**Instructions to follow**
Please retype the rows below, beginning at the line that contains "Highlight wooden desk." and stopping after the line that contains "xmin=721 ymin=343 xmax=805 ymax=386", and leave the pictures out of your answer.

**Records for processing**
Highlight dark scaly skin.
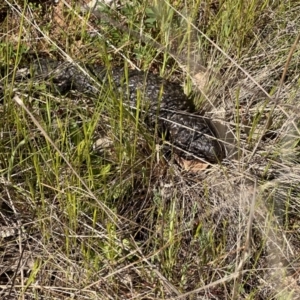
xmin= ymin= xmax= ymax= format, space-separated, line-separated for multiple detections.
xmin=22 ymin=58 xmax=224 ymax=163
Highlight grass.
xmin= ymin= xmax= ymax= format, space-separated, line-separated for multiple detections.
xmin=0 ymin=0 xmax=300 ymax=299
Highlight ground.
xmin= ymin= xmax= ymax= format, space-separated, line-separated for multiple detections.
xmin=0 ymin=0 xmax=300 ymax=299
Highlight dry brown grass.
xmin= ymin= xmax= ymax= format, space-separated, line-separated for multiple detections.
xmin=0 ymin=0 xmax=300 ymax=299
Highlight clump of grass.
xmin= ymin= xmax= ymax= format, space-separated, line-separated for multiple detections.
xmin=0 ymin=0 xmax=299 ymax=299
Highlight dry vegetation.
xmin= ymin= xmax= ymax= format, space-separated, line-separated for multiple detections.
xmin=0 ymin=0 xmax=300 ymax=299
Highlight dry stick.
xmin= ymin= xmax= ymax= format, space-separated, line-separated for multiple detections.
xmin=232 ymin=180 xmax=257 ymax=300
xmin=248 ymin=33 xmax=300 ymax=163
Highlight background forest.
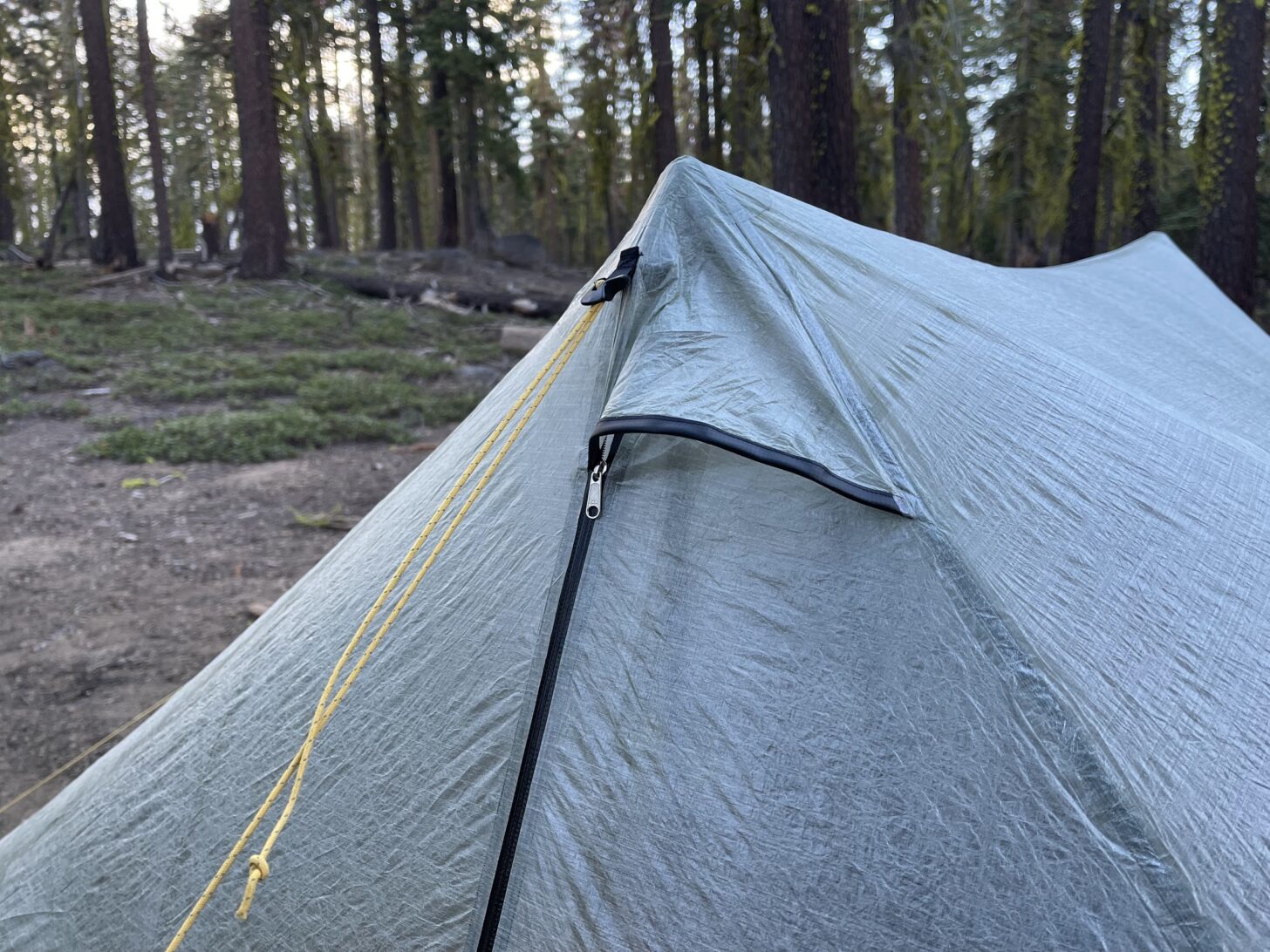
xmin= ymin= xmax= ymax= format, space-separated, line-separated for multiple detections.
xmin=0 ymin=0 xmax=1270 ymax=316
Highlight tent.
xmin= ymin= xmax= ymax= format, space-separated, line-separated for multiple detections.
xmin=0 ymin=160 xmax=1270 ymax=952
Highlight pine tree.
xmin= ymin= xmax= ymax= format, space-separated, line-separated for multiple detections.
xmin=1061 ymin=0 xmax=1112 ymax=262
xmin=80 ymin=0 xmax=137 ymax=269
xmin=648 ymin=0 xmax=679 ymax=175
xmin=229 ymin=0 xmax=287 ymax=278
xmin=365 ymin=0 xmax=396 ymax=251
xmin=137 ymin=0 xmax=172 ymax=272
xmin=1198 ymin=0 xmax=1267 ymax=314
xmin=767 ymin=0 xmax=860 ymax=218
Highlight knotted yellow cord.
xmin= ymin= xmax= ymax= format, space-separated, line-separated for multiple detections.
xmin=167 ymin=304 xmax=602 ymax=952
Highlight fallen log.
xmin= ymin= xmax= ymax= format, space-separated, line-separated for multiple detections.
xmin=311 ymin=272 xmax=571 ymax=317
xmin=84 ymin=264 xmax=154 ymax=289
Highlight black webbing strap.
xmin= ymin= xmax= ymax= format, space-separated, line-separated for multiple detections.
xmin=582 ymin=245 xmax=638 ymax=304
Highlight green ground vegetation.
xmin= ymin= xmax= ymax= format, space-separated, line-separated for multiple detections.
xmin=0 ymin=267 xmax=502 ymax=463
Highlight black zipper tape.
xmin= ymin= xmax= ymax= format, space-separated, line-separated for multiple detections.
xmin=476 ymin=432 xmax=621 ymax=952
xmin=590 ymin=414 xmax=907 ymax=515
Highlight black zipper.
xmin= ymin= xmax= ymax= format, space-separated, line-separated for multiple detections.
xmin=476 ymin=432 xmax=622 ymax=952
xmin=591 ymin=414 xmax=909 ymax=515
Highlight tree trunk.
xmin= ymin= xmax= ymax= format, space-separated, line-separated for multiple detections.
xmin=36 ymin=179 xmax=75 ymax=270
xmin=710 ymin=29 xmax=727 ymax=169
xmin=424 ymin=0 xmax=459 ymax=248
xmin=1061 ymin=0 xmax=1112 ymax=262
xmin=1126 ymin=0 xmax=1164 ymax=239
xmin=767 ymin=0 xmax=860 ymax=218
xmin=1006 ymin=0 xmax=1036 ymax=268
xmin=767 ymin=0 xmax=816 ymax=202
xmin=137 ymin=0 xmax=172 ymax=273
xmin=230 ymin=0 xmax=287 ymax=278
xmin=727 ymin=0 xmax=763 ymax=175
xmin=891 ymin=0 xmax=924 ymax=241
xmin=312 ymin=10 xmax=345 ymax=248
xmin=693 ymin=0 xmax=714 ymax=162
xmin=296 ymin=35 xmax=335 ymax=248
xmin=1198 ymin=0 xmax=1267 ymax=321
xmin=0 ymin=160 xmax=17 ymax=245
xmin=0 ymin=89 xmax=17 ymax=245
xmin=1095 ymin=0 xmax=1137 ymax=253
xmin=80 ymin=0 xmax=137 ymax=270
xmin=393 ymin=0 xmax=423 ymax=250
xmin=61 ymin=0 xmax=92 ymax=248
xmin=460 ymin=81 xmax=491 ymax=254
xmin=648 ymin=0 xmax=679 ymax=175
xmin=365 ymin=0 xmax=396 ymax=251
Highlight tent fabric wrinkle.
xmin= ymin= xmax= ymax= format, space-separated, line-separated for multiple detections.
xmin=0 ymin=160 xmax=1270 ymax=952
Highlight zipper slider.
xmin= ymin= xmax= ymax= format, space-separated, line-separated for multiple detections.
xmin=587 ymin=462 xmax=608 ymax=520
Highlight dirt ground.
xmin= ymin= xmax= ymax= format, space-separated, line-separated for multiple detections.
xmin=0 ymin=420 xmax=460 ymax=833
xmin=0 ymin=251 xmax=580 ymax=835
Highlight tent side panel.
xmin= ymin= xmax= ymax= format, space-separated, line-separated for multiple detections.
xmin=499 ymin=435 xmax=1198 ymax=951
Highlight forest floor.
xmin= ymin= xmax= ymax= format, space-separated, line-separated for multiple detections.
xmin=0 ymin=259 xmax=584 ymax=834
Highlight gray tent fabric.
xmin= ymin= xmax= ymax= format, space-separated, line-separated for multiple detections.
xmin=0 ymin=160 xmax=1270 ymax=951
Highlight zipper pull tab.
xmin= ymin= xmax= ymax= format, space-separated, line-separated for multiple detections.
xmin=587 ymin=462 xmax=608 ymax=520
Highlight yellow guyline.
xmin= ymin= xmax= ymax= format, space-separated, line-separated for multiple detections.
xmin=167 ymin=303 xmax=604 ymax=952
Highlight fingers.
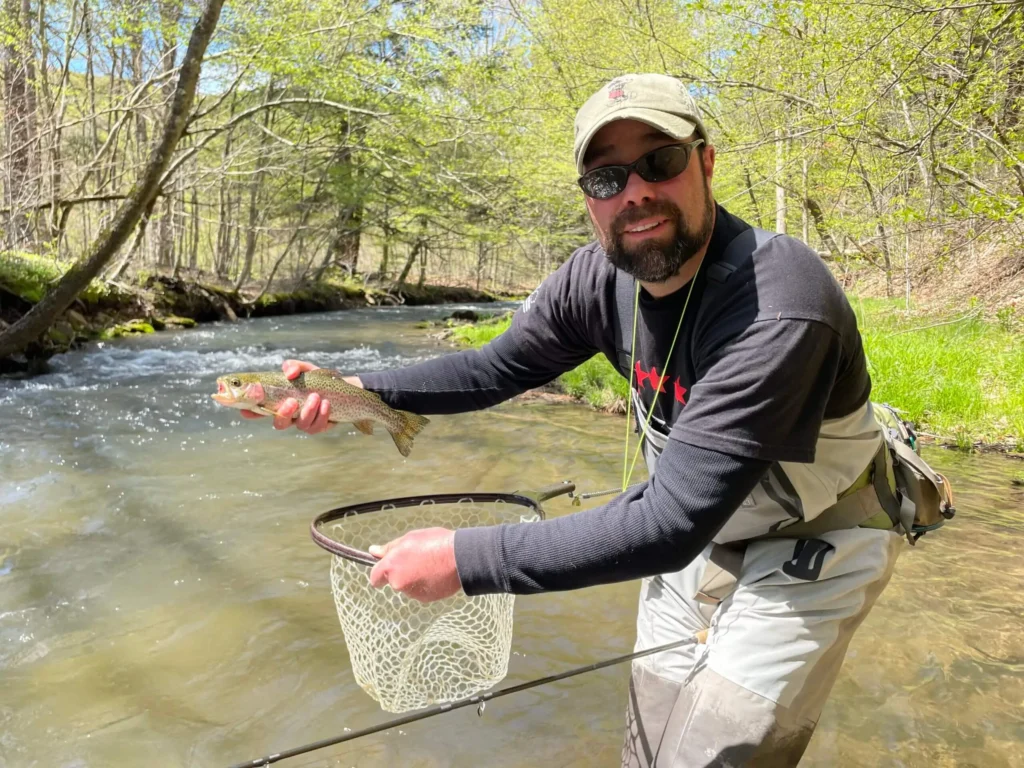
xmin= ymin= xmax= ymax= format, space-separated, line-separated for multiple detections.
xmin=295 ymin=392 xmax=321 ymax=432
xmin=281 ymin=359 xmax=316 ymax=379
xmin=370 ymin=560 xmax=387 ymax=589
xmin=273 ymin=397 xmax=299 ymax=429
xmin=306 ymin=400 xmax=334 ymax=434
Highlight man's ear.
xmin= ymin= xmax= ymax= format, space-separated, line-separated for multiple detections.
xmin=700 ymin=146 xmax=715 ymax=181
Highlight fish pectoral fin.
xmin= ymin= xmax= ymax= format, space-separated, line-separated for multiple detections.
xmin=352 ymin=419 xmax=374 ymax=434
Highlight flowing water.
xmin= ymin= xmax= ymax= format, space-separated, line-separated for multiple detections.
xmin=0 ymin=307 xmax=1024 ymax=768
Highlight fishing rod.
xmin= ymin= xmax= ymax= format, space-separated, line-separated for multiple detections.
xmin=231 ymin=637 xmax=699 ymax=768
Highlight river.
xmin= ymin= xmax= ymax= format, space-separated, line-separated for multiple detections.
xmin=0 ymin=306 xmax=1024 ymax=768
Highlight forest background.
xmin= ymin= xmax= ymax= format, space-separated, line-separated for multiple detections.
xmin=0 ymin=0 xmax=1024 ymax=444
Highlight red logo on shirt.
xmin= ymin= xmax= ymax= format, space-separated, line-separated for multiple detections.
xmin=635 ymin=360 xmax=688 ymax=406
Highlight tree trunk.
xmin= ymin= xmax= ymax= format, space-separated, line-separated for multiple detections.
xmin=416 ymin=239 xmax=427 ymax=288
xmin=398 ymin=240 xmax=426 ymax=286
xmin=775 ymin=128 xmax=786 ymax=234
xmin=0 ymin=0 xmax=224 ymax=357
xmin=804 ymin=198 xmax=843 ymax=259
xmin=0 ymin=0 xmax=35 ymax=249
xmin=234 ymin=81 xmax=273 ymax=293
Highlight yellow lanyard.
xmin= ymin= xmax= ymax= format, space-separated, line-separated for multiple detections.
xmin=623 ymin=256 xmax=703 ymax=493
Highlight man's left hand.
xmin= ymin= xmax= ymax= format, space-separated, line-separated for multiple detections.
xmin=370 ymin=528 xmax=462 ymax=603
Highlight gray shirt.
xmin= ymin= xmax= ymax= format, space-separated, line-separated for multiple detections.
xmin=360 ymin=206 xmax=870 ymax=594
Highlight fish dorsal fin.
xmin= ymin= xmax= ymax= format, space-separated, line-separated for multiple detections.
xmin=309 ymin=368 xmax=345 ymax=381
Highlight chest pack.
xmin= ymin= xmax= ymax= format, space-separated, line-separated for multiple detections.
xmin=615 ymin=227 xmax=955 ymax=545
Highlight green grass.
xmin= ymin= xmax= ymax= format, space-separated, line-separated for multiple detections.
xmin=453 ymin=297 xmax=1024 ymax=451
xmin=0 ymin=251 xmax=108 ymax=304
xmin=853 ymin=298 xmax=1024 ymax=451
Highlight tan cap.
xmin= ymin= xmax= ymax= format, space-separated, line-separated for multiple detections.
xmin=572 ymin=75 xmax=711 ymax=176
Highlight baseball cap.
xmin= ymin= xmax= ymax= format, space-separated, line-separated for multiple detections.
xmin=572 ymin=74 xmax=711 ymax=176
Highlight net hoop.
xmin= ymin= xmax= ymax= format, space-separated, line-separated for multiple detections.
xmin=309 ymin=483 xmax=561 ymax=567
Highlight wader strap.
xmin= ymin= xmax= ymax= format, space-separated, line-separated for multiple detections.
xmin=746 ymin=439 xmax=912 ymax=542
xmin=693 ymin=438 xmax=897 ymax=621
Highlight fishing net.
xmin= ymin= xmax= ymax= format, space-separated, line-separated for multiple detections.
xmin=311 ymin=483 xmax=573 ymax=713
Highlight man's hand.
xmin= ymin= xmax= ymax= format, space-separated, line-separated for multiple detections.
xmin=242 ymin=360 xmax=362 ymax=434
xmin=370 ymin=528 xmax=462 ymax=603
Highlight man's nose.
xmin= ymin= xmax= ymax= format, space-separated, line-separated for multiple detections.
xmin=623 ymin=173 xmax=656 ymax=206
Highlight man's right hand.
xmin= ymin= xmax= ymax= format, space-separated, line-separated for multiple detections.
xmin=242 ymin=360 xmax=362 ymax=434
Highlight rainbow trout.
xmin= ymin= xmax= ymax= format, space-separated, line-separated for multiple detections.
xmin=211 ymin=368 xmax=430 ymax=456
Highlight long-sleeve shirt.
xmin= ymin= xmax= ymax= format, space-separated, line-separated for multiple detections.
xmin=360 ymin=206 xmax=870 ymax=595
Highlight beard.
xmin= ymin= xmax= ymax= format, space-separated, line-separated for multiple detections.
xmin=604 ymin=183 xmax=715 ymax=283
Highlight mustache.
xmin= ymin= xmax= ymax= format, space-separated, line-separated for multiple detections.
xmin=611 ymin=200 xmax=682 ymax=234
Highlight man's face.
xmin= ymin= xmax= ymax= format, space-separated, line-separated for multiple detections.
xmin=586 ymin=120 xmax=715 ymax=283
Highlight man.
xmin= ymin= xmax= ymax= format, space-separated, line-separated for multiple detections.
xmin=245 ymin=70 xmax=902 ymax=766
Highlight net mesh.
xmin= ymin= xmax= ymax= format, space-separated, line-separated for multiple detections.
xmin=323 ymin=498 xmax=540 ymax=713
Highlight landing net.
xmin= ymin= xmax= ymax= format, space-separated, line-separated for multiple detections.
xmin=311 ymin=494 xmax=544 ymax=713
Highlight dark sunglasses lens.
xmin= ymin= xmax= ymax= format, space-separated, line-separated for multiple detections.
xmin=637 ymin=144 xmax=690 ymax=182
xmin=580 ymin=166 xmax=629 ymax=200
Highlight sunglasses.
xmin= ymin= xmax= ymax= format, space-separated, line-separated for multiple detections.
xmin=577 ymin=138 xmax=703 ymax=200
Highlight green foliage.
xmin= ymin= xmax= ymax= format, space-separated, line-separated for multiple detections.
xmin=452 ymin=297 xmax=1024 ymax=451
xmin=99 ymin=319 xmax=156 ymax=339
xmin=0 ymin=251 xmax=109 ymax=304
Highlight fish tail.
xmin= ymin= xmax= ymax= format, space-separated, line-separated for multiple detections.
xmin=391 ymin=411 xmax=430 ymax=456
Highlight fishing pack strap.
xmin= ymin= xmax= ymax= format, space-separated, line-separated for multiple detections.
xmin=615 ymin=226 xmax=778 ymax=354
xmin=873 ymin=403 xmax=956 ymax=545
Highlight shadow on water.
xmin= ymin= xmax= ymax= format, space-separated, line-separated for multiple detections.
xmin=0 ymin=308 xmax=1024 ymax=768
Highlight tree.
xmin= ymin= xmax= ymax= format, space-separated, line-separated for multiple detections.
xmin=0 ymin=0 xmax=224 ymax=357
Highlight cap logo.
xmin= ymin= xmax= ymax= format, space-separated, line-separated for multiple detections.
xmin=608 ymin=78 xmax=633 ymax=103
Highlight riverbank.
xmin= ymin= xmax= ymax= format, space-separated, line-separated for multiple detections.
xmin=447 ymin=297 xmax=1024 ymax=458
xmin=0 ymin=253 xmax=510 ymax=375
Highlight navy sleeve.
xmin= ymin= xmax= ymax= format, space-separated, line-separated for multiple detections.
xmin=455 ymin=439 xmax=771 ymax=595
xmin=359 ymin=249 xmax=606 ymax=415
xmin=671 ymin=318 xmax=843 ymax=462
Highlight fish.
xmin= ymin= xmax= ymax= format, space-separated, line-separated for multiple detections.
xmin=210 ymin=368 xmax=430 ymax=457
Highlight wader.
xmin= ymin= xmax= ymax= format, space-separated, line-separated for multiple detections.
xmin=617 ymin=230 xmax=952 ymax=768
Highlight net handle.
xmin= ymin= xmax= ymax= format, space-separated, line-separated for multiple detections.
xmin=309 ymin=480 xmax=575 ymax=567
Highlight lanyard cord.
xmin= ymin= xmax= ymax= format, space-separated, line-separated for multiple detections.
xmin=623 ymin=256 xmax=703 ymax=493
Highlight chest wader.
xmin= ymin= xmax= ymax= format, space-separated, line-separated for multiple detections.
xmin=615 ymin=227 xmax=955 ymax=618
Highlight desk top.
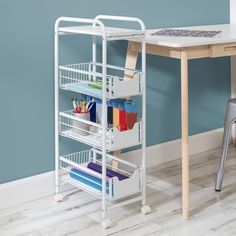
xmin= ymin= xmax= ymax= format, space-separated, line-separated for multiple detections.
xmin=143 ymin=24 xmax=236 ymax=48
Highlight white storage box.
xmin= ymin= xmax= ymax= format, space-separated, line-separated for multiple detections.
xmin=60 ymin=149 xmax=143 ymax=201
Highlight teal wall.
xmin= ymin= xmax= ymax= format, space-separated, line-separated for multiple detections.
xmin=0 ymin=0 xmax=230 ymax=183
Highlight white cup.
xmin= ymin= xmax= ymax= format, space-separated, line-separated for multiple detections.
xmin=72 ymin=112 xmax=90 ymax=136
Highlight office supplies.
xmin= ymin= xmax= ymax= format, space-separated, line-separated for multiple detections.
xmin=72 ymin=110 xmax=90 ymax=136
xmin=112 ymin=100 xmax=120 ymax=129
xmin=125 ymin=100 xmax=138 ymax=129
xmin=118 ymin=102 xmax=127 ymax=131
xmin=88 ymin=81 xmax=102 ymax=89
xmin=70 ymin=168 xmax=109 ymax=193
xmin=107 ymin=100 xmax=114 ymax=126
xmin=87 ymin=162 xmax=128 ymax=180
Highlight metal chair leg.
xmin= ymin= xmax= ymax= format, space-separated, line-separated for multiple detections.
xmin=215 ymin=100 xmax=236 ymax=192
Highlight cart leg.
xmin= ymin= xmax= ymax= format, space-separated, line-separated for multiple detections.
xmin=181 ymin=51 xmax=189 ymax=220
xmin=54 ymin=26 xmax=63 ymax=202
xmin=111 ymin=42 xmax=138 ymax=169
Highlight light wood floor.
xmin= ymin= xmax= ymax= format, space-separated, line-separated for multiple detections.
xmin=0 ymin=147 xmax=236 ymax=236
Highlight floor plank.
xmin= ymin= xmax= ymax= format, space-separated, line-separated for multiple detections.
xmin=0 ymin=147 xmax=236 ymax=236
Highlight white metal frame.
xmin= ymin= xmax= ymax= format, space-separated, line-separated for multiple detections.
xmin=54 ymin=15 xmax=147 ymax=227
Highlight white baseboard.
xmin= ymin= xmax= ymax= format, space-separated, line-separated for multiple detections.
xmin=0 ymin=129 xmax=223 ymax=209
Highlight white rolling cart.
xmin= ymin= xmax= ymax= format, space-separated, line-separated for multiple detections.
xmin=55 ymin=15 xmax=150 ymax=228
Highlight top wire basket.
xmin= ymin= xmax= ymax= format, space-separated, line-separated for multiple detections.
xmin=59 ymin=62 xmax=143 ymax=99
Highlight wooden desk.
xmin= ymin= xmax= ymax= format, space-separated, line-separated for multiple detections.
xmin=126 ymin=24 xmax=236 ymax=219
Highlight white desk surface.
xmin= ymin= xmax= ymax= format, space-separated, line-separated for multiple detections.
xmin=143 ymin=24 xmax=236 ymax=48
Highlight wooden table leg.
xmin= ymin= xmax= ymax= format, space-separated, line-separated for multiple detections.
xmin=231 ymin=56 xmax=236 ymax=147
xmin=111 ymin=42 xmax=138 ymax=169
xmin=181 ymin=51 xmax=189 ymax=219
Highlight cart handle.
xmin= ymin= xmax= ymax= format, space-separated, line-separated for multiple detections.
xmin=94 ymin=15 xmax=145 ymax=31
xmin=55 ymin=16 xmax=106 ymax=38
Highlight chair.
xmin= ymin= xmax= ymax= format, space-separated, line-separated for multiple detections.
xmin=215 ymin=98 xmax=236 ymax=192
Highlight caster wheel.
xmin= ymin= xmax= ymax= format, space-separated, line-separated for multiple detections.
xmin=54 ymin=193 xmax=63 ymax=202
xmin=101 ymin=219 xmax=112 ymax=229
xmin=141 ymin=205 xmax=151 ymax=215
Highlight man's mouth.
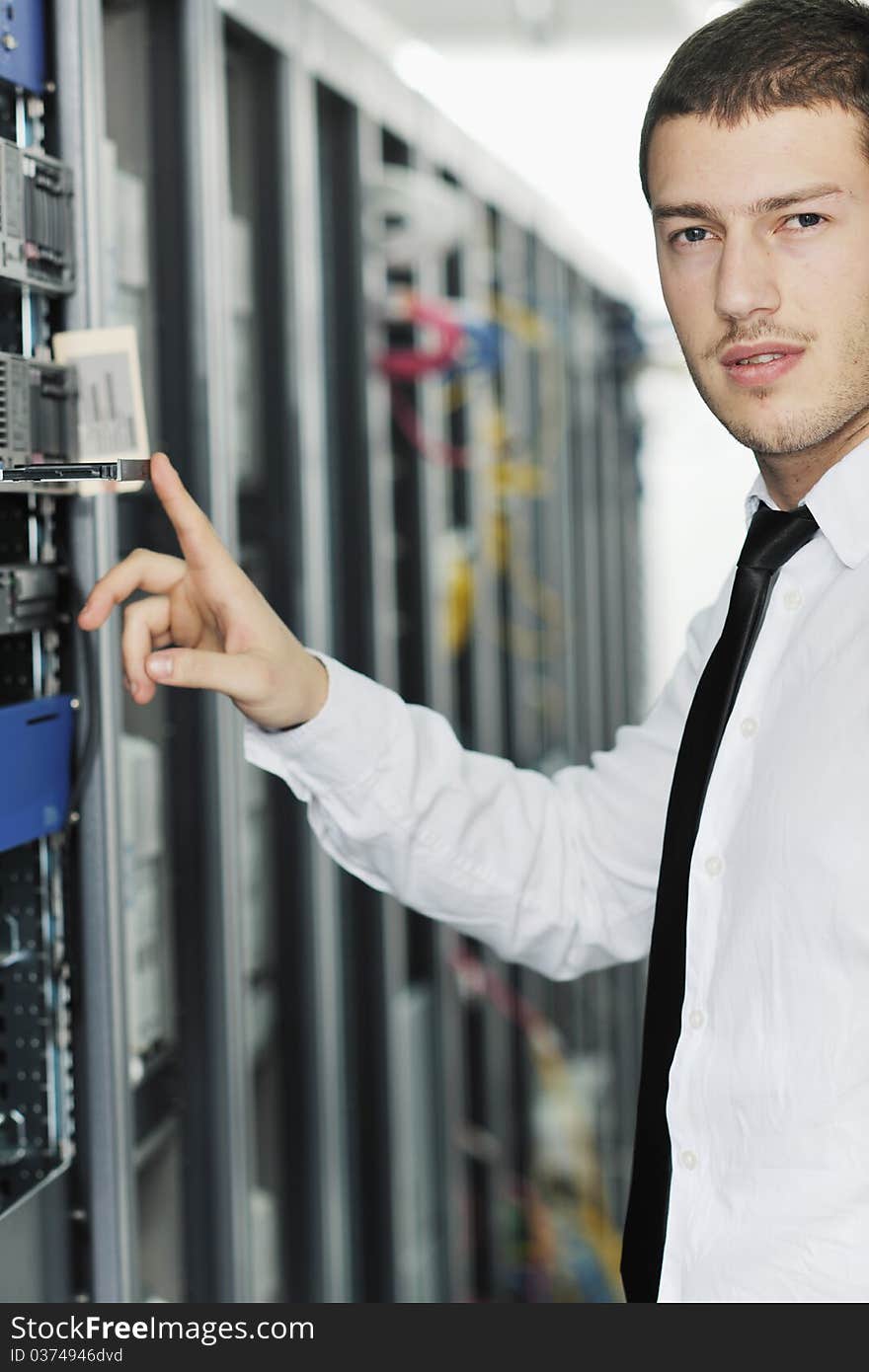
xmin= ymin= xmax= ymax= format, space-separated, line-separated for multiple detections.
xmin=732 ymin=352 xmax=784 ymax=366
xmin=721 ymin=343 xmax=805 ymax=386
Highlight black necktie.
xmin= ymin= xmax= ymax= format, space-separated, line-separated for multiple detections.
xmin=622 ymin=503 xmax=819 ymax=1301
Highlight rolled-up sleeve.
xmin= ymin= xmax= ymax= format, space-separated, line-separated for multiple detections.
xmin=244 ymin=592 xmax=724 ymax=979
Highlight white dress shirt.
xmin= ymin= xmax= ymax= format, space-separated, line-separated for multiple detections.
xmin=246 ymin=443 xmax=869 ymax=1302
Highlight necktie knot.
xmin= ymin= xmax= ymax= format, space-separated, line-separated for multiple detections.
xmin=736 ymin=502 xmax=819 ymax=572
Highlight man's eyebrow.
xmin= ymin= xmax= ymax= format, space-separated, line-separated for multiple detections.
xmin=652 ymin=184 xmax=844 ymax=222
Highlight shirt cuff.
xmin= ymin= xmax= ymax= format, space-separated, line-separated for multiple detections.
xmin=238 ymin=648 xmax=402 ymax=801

**Written answer**
Highlight wooden desk.
xmin= ymin= xmax= ymax= format, space-separated, line-separated for multiple detections.
xmin=126 ymin=24 xmax=236 ymax=219
Highlight white desk surface.
xmin= ymin= xmax= ymax= format, space-separated, line-separated for multiple detections.
xmin=143 ymin=24 xmax=236 ymax=48
Highlight wooden table leg.
xmin= ymin= xmax= ymax= format, space-separated, line-separated for multiple detections.
xmin=231 ymin=56 xmax=236 ymax=147
xmin=111 ymin=42 xmax=138 ymax=169
xmin=181 ymin=51 xmax=189 ymax=219
Highlight cart handle.
xmin= ymin= xmax= ymax= format, space-separated, line-separated for multiple detections.
xmin=94 ymin=15 xmax=145 ymax=31
xmin=55 ymin=16 xmax=106 ymax=38
Highlight chair.
xmin= ymin= xmax= ymax= format, space-separated, line-separated for multiple detections.
xmin=215 ymin=98 xmax=236 ymax=192
Highlight caster wheel.
xmin= ymin= xmax= ymax= format, space-separated, line-separated for multiple detections.
xmin=54 ymin=193 xmax=63 ymax=202
xmin=101 ymin=219 xmax=112 ymax=229
xmin=141 ymin=205 xmax=151 ymax=215
Highlight man's mouth.
xmin= ymin= xmax= ymax= format, space-separated, line-separated for multiple detections.
xmin=732 ymin=352 xmax=784 ymax=366
xmin=721 ymin=343 xmax=805 ymax=386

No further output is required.